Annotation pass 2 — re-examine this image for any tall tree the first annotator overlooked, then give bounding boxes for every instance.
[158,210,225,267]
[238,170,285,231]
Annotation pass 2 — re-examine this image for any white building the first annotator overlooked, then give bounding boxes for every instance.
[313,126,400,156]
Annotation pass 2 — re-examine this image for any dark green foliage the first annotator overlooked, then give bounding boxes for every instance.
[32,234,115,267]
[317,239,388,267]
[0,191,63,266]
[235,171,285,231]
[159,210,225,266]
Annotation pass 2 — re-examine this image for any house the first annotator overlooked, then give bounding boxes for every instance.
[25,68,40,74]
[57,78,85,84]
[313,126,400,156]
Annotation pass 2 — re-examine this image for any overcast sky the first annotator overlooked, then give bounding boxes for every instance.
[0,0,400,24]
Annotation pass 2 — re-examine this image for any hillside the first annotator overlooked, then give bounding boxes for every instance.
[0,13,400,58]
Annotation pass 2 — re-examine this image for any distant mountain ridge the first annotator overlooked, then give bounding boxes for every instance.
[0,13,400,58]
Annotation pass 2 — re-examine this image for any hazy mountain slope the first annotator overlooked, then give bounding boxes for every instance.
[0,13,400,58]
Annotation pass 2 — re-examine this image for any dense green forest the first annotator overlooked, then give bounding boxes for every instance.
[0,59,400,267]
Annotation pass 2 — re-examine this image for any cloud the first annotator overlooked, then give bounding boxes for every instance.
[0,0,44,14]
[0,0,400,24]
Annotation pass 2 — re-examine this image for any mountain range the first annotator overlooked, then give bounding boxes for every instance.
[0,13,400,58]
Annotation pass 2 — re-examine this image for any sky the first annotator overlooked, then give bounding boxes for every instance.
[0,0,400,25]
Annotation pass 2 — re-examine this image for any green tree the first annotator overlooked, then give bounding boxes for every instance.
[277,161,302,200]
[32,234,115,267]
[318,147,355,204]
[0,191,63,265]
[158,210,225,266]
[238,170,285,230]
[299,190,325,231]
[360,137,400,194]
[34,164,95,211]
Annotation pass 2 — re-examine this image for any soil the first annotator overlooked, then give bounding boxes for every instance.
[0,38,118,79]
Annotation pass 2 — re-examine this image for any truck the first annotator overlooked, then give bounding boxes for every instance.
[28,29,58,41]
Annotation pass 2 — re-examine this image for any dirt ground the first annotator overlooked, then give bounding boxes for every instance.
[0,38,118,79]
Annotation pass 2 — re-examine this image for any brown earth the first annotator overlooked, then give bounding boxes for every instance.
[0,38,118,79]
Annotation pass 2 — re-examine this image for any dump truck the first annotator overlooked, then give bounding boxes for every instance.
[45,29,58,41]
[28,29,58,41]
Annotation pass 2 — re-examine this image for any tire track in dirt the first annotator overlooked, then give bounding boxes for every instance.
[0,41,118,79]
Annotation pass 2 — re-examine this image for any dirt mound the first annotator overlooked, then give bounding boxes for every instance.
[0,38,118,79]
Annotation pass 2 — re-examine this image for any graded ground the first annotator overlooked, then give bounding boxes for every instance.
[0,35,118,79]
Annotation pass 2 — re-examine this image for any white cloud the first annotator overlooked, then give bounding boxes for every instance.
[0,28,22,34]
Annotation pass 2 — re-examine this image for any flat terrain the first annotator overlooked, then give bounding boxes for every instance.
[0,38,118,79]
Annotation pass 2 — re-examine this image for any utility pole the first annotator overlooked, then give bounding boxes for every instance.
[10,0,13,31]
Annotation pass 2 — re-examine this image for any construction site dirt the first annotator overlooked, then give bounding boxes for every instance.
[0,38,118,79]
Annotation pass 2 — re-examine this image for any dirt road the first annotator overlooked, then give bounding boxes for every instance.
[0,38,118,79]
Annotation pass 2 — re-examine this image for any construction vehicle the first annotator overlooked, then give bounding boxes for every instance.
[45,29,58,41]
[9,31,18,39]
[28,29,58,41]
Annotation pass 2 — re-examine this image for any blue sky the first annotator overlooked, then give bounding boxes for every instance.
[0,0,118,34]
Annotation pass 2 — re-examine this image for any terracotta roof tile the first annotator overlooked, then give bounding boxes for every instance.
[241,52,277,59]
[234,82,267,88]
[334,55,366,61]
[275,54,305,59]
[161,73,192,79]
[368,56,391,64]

> _Request_
Could you reproduce the rows word for word, from the very first line through the line containing "[238,170,285,231]", including that line?

> _Solution to this problem_
Annotation pass 2 — re-examine this image for any tall tree the first annotator overlooked, then give bounding boxes for every instance.
[158,210,225,267]
[238,170,285,231]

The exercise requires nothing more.